YOUR GOAL:
Please pull out every line of the listing below that contains the string "stacked" and copy each one in full.
* * * * * * *
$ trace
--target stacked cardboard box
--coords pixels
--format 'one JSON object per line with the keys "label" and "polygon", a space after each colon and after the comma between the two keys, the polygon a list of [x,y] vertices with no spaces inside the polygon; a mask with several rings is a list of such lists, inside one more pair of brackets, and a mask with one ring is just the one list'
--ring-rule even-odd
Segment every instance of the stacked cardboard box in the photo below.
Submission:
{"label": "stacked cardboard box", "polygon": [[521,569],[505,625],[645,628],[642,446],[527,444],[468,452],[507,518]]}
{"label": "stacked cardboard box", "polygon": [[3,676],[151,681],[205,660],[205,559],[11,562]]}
* * * * * * *
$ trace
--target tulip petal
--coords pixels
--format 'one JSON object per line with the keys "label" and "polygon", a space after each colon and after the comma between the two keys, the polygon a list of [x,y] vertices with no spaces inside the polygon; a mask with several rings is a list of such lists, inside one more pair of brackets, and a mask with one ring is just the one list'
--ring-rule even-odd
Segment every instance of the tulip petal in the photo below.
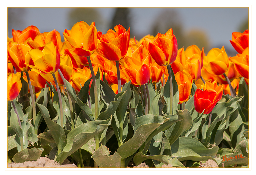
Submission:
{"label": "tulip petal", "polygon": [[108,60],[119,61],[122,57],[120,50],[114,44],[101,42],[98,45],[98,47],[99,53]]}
* * * * * * *
RESULT OF THIS TASK:
--target stacked cardboard box
Segment every instance of the stacked cardboard box in the photo below.
{"label": "stacked cardboard box", "polygon": [[521,569],[505,625],[645,628],[642,446],[527,444],[468,452],[507,518]]}
{"label": "stacked cardboard box", "polygon": [[3,676],[151,681],[205,660],[205,559],[11,562]]}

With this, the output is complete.